● TEXTAUSZUG:
====

Verschärfung der Arbeitsbedingungen: Die Zitrone hat noch Saft
Mehr Arbeit, die in weniger Zeit von weniger Leuten erledigt werden muss – das führt zu Stress und Wut. Trotzdem glauben viele: Da geht noch mehr.
W er nachspüren möchte, wohin sich hierzulande die Arbeitsbedingungen entwickeln, hat als Indikatoren besonders Pflege-, Erziehungs- und Dienstleistungsbranche zur Verfügung. Hier staut sich der meiste Druck, der größte Frust, der unmenschlichste Stress im scheinbar arbeitsrechtsfreien Raum.
Jede von uns hat mit diesen Berufszweigen zu tun und kann sich selbst ein Bild machen. Zum Beispiel, wenn der einst als zuverlässig angesehene Lieferdienst UPS beim Autor die wertvolle Ware (Ja, ich bin ein Schwein, aber die gab es nun mal nicht im Laden) lapidar vor die Briefkästen knallt, wo er, wie im Hause üblich, von den Rabennachbarn im Nu geklaut wird.
Doch so schön es ist, für alle erlittene Unbill schnell und einfach Schuldige zu finden: Die Wut auf die Boten ist hier leider nicht angebracht; die Puste sollte man sich lieber für deren „Arbeitgeber“ sparen. Der Bote ist quasi nur der Bote für die Zustände, in denen er arbeiten muss.
So sei der Film „Sorry We Missed You“ des englischen Regisseurs Ken Loach, in dem das verzweifelte Strampeln eines solchen Paketfahrers in einem Hamsterrad aus Stacheldraht gezeigt wird, den verarschten UPS-, DPD- oder DHL-Kunden hier wärmstens als Anschauungsmaterial über die Arbeitsverhältnisse im Spätkapitalismus empfohlen.

====

● EXTRAHIERTES MATERIAL:
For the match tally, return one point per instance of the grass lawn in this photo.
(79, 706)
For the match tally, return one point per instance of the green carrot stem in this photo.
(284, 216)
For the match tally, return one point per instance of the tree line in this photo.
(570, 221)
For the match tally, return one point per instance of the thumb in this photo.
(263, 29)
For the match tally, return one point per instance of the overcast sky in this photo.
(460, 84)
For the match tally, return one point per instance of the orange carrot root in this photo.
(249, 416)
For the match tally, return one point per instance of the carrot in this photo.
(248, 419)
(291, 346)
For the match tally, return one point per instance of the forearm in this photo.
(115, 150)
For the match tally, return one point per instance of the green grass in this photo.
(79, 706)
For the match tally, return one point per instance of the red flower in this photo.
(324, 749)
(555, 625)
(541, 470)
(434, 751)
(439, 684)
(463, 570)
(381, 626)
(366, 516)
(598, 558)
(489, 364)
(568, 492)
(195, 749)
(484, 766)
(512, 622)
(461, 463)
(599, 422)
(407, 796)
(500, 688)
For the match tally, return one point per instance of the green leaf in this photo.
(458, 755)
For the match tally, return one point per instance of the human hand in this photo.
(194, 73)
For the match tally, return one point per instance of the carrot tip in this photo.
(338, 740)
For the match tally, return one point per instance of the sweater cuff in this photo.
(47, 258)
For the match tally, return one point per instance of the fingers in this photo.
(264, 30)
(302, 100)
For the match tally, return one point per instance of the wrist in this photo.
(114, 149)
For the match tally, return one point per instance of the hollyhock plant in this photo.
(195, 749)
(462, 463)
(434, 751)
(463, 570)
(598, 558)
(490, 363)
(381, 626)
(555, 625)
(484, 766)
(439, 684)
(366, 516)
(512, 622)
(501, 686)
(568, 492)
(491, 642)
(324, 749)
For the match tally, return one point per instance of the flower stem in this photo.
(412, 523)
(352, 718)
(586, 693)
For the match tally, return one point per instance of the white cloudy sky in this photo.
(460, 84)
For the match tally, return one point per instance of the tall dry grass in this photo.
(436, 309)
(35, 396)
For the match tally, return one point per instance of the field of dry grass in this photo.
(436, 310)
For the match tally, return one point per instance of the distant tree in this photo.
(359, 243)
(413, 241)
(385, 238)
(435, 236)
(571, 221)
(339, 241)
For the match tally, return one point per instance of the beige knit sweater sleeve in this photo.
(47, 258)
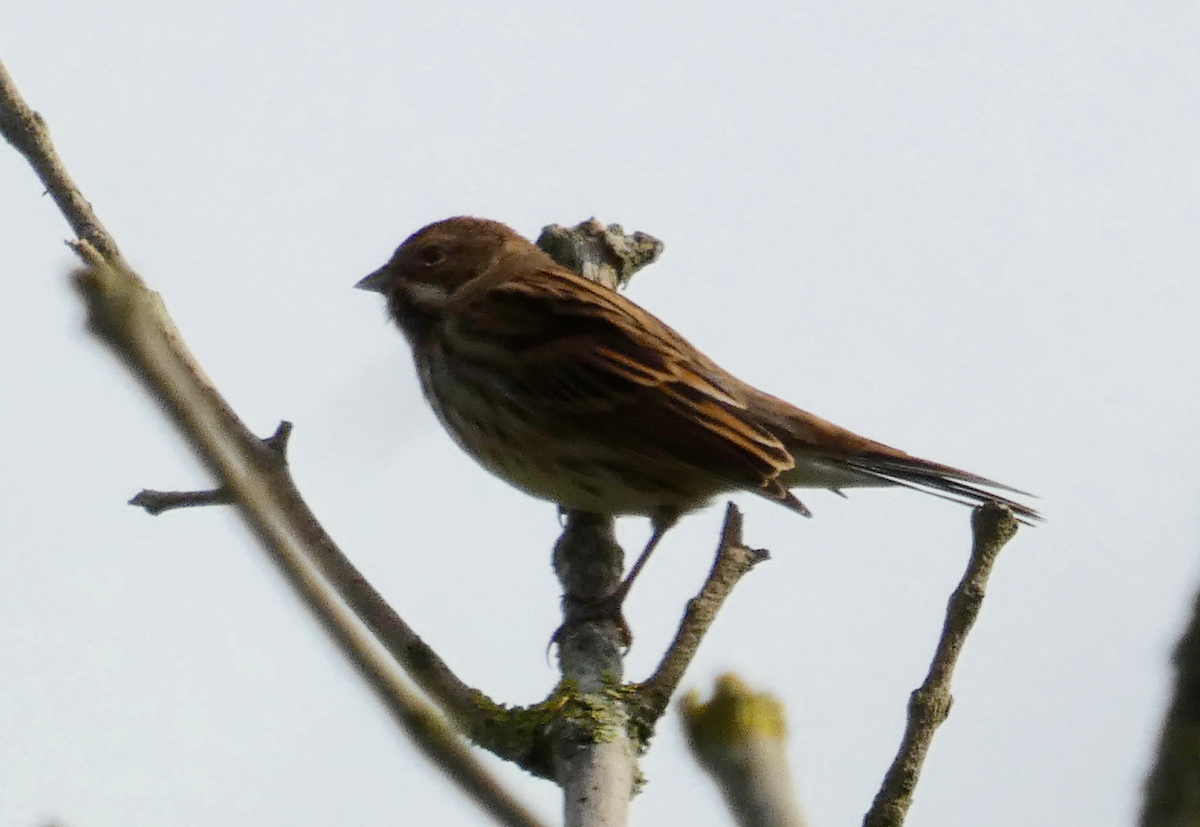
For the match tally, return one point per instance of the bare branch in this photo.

====

● DEINE AUFGABE: Wiederhole aus dem Artikel über die Arbeitsbedingungen wortgetreu die Stelle, die bei den Worten „So sei der Film“ beginnt und nach „im Spätkapitalismus empfohlen.“ endet. Stütze dich allein auf den Artikel.

● LÖSUNG:
So sei der Film „Sorry We Missed You“ des englischen Regisseurs Ken Loach, in dem das verzweifelte Strampeln eines solchen Paketfahrers in einem Hamsterrad aus Stacheldraht gezeigt wird, den verarschten UPS-, DPD- oder DHL-Kunden hier wärmstens als Anschauungsmaterial über die Arbeitsverhältnisse im Spätkapitalismus empfohlen.